This is only true if your talking about maintaining speed, it that respect the cruise control is the absolute winner. If you use the hypermilling technique DWL(Driving with Load) you will see how wrong your are. This consists of motoring the Instant MPG readout(the engine load) & letting off ever so slightly to always maintain a better number. 

In my area of SW Wisconsin there are 6% grades on most state highways with most hills being 200-400ft in height. If you use the cruise control at 60mph you will be lucky to get 10mpg up the hill. Using DWL & loosing a bit of speed up the grade one can easily maintain 20-30mpg up the same hill. 

Even the slightest grade can have a huge effect on MPG(especially with the cruise control). Looking at a topo map of a highway I run daily there is a 3.3mile stretch that appears flat but actually looses/gains(depending on which way you are traveling) 90ft of elevation(that's 30ft change every mile or 1ft change every 176ft traveled). At 65mph in one direction I can get 50-70mpg. The other way 25-35mpg. 

Only use cruise on the interstate or super flat roads for MPG. The cruise can't read the road ahead, but you can.


----------



## NickD (Dec 10, 2011)

Major reason for me using the cruise control is too ease up on speeding tickets since all these Homeland Security cops love to hide behind a bush at the bottom of the hill. The heck with fuel economy, but to get it, you hold the gas pedal constant going down that hill, build up speed, still hold the gas pedal constant so you are using your inertia to get up the next hill.

Cops won't let you do that.

See OP mentioned the six speed tranny, both the automatic and manual transmissions are six speed, so which one is he talking about?

◆ **DATA LISTING**:
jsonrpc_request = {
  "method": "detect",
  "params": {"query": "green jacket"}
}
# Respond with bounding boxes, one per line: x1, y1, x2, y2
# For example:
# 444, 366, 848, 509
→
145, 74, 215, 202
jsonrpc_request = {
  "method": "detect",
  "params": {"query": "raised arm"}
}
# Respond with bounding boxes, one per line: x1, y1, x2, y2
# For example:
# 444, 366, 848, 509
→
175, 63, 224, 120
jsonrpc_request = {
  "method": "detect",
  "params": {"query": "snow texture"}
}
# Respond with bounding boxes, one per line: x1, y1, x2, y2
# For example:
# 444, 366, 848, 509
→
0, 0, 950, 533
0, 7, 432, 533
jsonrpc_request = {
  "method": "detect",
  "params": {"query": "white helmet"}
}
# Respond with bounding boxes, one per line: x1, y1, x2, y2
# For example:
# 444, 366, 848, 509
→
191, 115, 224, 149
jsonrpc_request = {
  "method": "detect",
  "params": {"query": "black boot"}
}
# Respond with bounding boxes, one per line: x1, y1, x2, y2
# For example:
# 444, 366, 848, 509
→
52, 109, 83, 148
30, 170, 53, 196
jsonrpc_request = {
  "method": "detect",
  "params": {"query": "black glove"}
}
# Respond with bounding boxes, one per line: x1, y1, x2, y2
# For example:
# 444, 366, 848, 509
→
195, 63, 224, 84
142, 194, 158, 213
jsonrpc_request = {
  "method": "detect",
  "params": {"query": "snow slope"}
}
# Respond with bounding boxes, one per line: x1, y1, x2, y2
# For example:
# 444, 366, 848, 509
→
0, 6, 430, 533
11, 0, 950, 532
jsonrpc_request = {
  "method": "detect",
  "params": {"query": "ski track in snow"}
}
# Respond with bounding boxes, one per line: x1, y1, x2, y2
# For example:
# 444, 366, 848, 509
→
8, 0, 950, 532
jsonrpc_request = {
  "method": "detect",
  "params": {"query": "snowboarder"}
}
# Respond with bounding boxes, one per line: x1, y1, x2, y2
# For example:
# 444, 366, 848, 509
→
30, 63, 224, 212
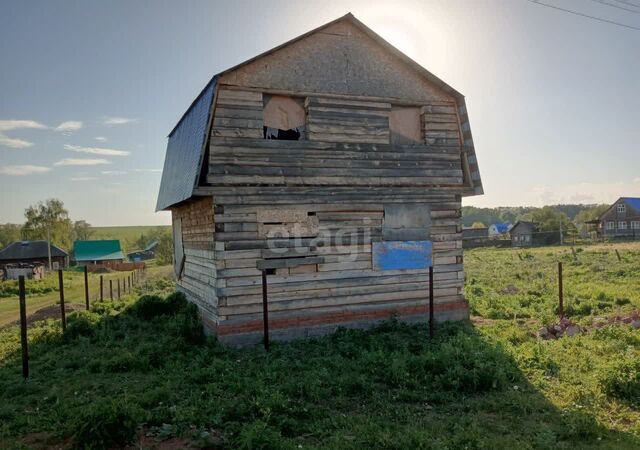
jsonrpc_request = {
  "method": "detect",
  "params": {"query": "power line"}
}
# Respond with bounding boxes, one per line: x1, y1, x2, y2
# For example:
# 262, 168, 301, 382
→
527, 0, 640, 31
591, 0, 640, 14
614, 0, 640, 8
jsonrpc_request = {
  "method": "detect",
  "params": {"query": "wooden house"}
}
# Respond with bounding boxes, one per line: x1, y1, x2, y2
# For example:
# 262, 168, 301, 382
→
0, 241, 69, 270
73, 239, 124, 266
157, 14, 483, 343
509, 220, 560, 247
598, 197, 640, 238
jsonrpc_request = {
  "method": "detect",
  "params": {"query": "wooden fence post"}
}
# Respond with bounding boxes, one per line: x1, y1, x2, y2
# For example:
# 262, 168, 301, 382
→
429, 266, 435, 339
58, 269, 67, 331
262, 269, 269, 351
84, 265, 89, 311
558, 262, 564, 319
18, 275, 29, 380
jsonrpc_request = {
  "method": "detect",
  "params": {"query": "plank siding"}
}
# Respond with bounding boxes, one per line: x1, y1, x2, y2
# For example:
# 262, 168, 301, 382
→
171, 197, 219, 330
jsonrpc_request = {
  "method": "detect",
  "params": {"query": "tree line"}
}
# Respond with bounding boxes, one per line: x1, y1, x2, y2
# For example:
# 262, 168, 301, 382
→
462, 204, 610, 233
0, 199, 173, 264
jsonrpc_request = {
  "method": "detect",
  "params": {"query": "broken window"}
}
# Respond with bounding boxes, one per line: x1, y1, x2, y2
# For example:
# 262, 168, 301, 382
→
173, 217, 184, 280
263, 95, 306, 141
382, 203, 431, 241
389, 106, 424, 145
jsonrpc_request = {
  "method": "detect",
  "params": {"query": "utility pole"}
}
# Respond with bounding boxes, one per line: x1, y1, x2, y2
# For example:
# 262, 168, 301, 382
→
47, 224, 53, 271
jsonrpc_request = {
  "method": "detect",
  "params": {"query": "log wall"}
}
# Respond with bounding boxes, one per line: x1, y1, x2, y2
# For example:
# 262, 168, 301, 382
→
195, 88, 468, 343
171, 197, 218, 331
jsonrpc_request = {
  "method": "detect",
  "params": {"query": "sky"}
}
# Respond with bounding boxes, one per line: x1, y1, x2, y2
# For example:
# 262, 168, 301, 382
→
0, 0, 640, 226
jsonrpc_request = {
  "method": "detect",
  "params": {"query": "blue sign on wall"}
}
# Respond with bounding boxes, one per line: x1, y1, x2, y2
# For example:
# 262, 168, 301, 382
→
372, 241, 433, 270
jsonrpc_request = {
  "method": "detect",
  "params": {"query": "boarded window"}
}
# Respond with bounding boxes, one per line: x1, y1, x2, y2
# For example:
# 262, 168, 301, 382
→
382, 203, 431, 241
173, 218, 184, 279
252, 209, 319, 239
389, 106, 424, 145
263, 95, 306, 141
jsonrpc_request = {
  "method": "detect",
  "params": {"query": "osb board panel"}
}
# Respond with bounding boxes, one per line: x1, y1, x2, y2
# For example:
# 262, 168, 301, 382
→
220, 22, 453, 102
389, 106, 422, 144
264, 95, 306, 130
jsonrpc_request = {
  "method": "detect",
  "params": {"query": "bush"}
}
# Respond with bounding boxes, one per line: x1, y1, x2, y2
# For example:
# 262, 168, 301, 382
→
131, 292, 189, 320
600, 360, 640, 406
71, 399, 143, 450
64, 311, 100, 339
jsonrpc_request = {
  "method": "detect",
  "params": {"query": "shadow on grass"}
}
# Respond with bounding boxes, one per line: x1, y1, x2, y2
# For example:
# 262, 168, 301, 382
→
0, 295, 640, 449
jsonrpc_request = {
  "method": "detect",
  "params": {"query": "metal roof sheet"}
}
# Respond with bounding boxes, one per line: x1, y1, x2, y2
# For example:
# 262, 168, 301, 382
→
73, 240, 124, 261
0, 241, 67, 261
622, 197, 640, 212
156, 77, 217, 211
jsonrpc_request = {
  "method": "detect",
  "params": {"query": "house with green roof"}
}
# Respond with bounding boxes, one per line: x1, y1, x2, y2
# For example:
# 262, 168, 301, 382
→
73, 240, 124, 265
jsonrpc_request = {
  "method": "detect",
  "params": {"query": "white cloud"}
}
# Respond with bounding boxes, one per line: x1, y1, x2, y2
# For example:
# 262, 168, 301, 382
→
104, 117, 138, 125
0, 120, 47, 131
133, 169, 162, 173
0, 133, 33, 148
64, 144, 129, 156
54, 158, 111, 166
0, 164, 51, 176
0, 120, 47, 148
55, 120, 82, 133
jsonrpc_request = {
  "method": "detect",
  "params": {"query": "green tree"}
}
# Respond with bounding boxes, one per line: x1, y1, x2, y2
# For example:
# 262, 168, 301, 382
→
73, 220, 93, 241
531, 206, 577, 234
156, 230, 173, 265
22, 198, 73, 249
0, 223, 21, 249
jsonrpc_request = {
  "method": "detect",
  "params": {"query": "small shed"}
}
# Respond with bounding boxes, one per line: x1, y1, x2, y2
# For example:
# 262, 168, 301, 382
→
462, 227, 489, 240
511, 220, 538, 247
510, 220, 560, 247
0, 240, 69, 270
127, 241, 159, 262
73, 240, 124, 266
489, 223, 511, 236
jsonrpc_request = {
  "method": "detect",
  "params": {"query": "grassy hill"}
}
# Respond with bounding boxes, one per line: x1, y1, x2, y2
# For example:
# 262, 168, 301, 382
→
0, 244, 640, 450
91, 225, 171, 248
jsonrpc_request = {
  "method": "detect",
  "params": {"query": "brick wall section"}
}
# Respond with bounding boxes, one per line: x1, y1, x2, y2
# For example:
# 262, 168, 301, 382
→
171, 197, 218, 331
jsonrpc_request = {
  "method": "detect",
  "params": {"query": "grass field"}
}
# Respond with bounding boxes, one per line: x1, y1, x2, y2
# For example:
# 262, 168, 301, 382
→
0, 266, 172, 328
91, 225, 171, 242
0, 244, 640, 450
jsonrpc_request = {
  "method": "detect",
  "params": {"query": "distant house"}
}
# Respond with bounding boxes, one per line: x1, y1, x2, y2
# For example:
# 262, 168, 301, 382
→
73, 240, 124, 265
0, 241, 69, 270
510, 220, 560, 247
598, 197, 640, 238
127, 241, 159, 262
462, 227, 489, 241
489, 223, 511, 236
511, 220, 538, 247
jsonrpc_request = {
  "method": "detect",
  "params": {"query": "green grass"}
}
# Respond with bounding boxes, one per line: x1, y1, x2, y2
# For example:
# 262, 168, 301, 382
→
91, 225, 171, 246
0, 245, 640, 450
0, 266, 173, 328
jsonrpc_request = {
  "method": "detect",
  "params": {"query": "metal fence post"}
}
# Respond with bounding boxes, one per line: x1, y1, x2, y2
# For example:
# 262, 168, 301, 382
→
84, 265, 89, 311
429, 266, 435, 339
558, 262, 564, 319
18, 275, 29, 380
262, 269, 269, 351
58, 269, 67, 331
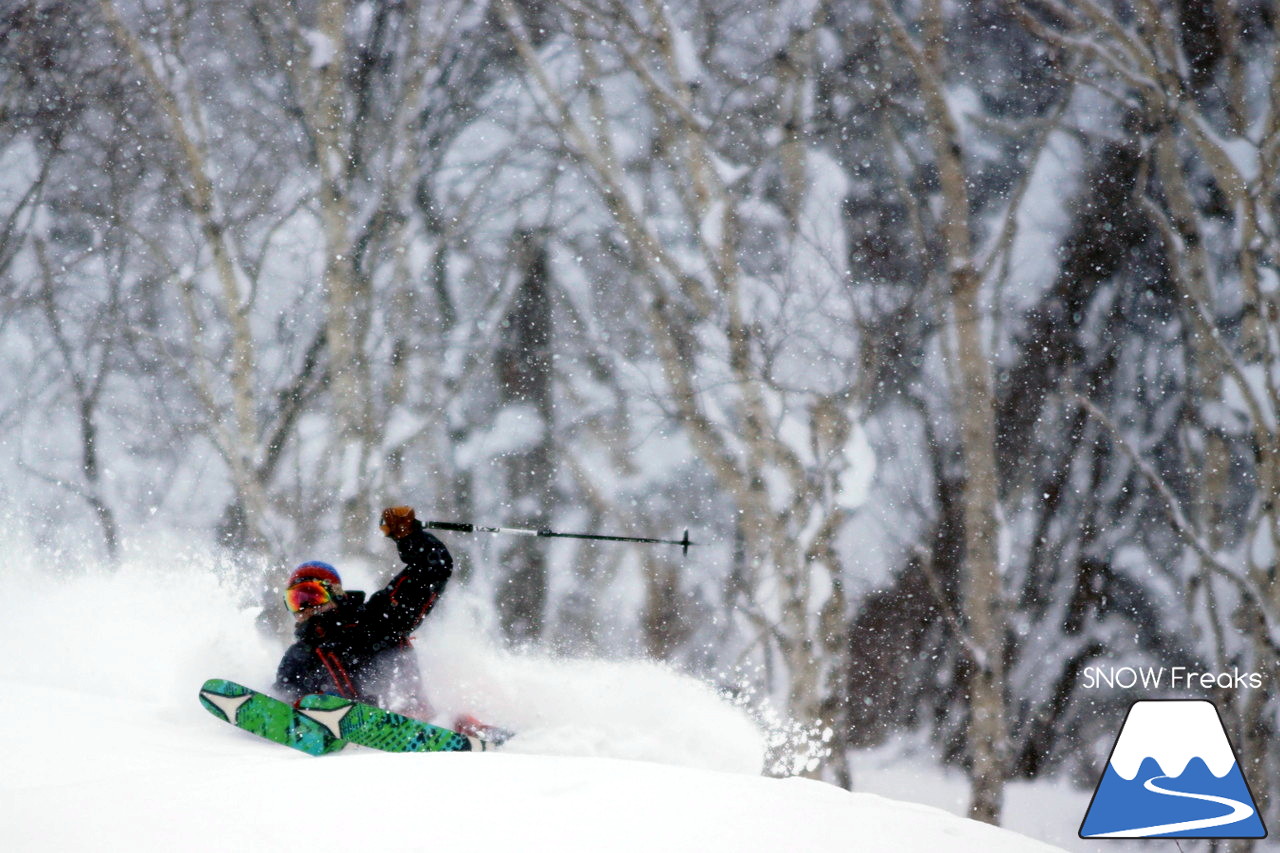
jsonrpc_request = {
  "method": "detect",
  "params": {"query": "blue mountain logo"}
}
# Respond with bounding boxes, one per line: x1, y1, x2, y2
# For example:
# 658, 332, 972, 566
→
1080, 699, 1267, 838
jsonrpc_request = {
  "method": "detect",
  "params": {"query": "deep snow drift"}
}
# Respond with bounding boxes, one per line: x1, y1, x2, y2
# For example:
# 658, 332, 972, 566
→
0, 540, 1050, 853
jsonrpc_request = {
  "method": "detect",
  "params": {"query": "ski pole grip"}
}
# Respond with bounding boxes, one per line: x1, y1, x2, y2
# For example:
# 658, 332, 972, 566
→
422, 521, 476, 533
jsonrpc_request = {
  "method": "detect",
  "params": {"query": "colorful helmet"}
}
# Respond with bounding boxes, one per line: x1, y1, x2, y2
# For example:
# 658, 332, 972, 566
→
284, 560, 343, 613
284, 560, 342, 589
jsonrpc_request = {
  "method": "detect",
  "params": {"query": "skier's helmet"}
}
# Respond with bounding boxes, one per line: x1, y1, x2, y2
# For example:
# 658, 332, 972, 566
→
284, 560, 343, 613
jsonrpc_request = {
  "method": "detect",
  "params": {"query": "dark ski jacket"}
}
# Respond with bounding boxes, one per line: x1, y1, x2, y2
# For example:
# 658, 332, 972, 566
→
275, 521, 453, 707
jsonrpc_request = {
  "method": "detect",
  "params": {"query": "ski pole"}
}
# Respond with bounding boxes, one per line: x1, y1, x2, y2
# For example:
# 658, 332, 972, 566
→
422, 521, 698, 556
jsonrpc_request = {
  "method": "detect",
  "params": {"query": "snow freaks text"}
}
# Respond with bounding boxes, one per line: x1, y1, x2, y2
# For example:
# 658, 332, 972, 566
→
1083, 666, 1262, 690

◆ **SET TASKS**:
**a)** Return the portion of the cruise control thread between "Major reason for" and "you do that.", inclusive.
**b)** According to the cruise control thread, how long is the highway stretch that looks flat but actually gains or loses elevation?
**c)** List every miles-per-gallon figure or range cited in the cruise control thread.

◆ **RESPONSES**:
**a)**
Major reason for me using the cruise control is too ease up on speeding tickets since all these Homeland Security cops love to hide behind a bush at the bottom of the hill. The heck with fuel economy, but to get it, you hold the gas pedal constant going down that hill, build up speed, still hold the gas pedal constant so you are using your inertia to get up the next hill.

Cops won't let you do that.

**b)** 3.3 miles

**c)**
10 mpg
20-30 mpg
50-70 mpg
25-35 mpg